- _EXERCISE SET_
**a)** Answer these questions using the forum thread on innertube porosity.
(i) What does the first poster mean by porosity?
(ii) Which two kinds of road tubes of the same size does the first poster most want to compare?
(iii) According to the reply, how do tubes made from natural latex compare with butyl tubes?
**b)** Reproduce the passage of the forum thread on innertube porosity between "Y'know, I've had" and "within batches.", inclusive.

Innertube Porosity?



S

Steve Sr.

Guest
I was wondering if anyone has any information on the porosity of
various kinds / brands of innertubes. By porosity I mean the very slow
leakdown rate that occurs with sound tubes over days and weeks. You
know... The reason you are always topping up your tires to prevent
pinch flats.

My current interest is any differences between the regular and
"lightweight" road tubes of the same size. I am also wondering if
"brand" makes any difference as well.

Thanks,

Steve
 
T

Tom Keats

Guest
In article <[email protected]>,
Steve Sr. <[email protected]> writes:
> I was wondering if anyone has any information on the porosity of
> various kinds / brands of innertubes. By porosity I mean the very slow
> leakdown rate that occurs with sound tubes over days and weeks. You
> know... The reason you are always topping up your tires to prevent
> pinch flats.
>
> My current interest is any differences between the regular and
> "lightweight" road tubes of the same size. I am also wondering if
> "brand" makes any difference as well.


Y'know, I've had tubes of the same brand with different seepage rates.
So IMO, the particular brand may not be a useful quantifier.
There may be a variation from batch to batch with tubes from
the same manufacturer (or factory.) There may even be a variation
within batches.

I believe getting an especially air-retaining or an especially
air-losing tube boils down to the luck of the draw.

In general, tubes made from natural latex are lighter than butyl
tubes, and are somewhat more porous[*]. Perhaps the weather
conditions at the rubber plantations might cause some variation
in the quality of batches of latex tubes? I dunno -- maybe how
closely latex or butyl tubes are stored to the ship's generators
(or other cargo whose out-gassings might react with "rubber")

- _MATERIAL PROVIDED_
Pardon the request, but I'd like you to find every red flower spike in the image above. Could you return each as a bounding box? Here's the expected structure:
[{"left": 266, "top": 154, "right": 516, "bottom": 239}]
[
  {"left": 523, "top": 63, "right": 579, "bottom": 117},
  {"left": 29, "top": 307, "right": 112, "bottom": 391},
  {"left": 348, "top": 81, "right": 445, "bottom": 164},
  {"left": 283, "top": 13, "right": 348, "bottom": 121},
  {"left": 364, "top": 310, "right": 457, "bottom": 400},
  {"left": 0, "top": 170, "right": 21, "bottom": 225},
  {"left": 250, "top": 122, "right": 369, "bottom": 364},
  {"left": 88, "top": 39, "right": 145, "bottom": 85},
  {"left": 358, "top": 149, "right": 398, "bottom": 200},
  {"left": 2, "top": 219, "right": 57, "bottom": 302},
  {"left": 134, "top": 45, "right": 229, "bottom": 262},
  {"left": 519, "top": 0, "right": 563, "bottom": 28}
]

...

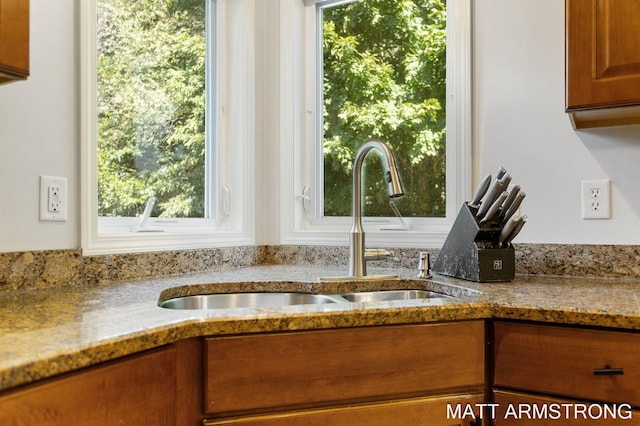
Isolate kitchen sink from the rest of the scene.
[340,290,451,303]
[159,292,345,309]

--

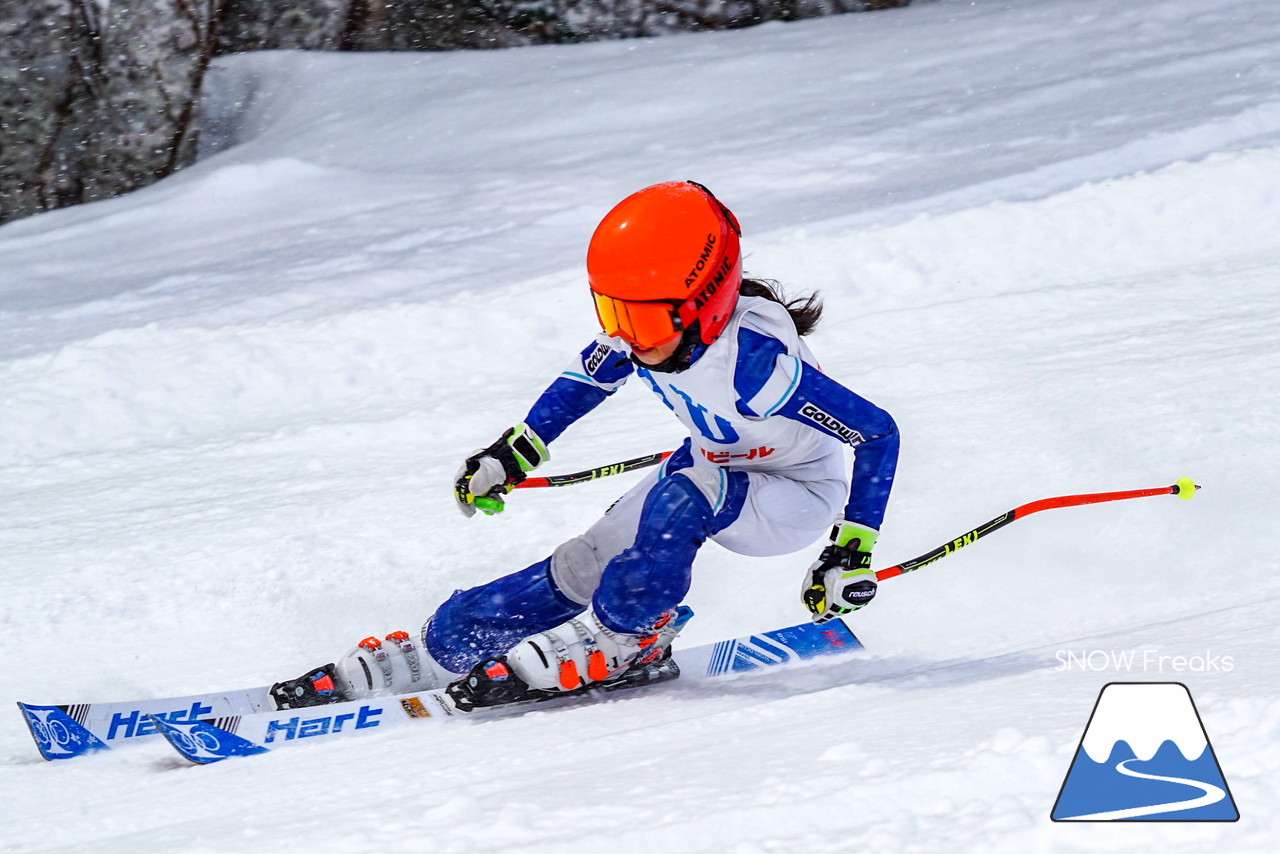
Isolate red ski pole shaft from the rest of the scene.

- _COMPLETED EXERCISE_
**a)**
(i) The very slow leakdown rate that occurs with sound tubes over days and weeks.
(ii) Regular and "lightweight" road tubes.
(iii) They are lighter and somewhat more porous.

**b)**
Y'know, I've had tubes of the same brand with different seepage rates.
So IMO, the particular brand may not be a useful quantifier.
There may be a variation from batch to batch with tubes from
the same manufacturer (or factory.) There may even be a variation
within batches.